• YOUR INSTRUCTIONS: Transcribe each record exactly. Include every one.

[Stored entries]
■ ■ ■ ■

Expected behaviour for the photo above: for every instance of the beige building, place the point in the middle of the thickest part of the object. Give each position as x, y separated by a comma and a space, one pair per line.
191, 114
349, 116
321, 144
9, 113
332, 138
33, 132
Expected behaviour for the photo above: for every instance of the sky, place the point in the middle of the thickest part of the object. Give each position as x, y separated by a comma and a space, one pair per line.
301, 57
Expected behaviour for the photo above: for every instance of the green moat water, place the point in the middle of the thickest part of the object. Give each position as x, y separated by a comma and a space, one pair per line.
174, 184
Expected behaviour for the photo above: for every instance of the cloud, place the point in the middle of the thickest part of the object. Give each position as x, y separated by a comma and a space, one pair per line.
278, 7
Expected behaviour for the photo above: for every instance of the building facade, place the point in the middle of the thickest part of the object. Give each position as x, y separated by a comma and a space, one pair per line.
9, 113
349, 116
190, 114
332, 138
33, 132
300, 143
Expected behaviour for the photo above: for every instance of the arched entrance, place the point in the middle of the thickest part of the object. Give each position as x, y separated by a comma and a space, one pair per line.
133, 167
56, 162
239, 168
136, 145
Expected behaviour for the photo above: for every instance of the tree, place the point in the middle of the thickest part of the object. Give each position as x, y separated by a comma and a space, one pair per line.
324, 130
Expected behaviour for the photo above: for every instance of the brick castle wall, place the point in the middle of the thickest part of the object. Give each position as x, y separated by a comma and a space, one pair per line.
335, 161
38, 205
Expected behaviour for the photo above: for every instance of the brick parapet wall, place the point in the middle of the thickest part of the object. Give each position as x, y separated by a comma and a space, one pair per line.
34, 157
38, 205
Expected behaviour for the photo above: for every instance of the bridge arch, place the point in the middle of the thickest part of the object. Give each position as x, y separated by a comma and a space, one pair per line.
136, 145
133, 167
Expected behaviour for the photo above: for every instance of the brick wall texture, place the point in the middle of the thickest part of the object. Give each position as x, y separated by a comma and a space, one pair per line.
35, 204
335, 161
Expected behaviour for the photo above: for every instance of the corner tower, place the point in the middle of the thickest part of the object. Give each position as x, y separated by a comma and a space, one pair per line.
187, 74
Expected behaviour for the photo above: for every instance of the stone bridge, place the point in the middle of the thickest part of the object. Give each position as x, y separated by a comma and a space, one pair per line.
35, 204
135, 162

■ ■ ■ ■

• OUTPUT OF THE TASK:
Expected behaviour for the photo above: for every instance of the beige building, place the point in the middle of the thickest part of the object. Give each position as x, y separated by a comma and a space, one pair per line.
191, 114
349, 116
321, 144
9, 113
332, 138
33, 132
Expected behaviour for the photo above: for every instance of the sky, place the point in the middle of the thickest part of the object. Give each position as x, y separated by a comma and a space, one pair per line.
301, 57
Expected behaviour for the photo above: for every instance of the green moat water, place the point in the middle of the thickest part of the object. Give each position as x, y separated by a comma and a space, one pair per line.
174, 184
Expected behaviour for the photo above: for every instance of the cloud, place the point in the middle of the thickest part of the object. Give each position as x, y separated by a comma and a space, one pair per line.
278, 7
Expected behaviour for the photo above: for every instance of the building facade, place the point in the middle of the thickest part of the object. Give each position as x, y separated by a comma and a space, one pair per line.
9, 113
349, 116
190, 114
332, 138
33, 132
300, 143
Expected behaviour for the photo above: for every instance of the arched entrance, place the point in the middle of the thickest part of the object. Give each position as x, y separated by a comma and a space, one pair per line.
133, 167
56, 162
239, 168
136, 145
Expected behaviour for the photo above: for every instance of the tree, place the point in the middle of the thickest part of the object. Give each position as x, y separated by a comma and a space, one pair per line.
324, 130
Expected behaviour for the photo above: for every instance of the brick castle wall, place the point in the middle of the thickest part of the object. Give each position as x, y separated by a comma and a space, one pair per line.
335, 161
38, 205
Expected behaviour for the photo above: for every instance of the brick parapet wall, place the point in the middle of the thickest part of the object. Give each position as x, y separated by a comma and a space, one pair per line.
34, 157
38, 205
Expected behaviour for the photo above: for every instance of the bridge arch, place the point in the middle of the thickest part of the object. Give each position as x, y separated by a comma and a space, one pair per line.
136, 145
133, 167
Expected behaviour for the photo above: for every instance of the brick wall texture, place the point in the middle of the thickest part of the object. Give each position as x, y separated by a comma and a space, one pair per line.
35, 204
335, 161
Expected behaviour for the photo above: for every instance of the corner tower, place the point in the middle of the thickest part of the object. Give each position as x, y separated by a comma and a space, one pair per line.
187, 74
Expected behaviour for the photo above: for every instance of the stone bridge, place the point in the middle of the thickest part of the object. Give each position as x, y separated by a comma and a space, one pair per line.
35, 204
135, 162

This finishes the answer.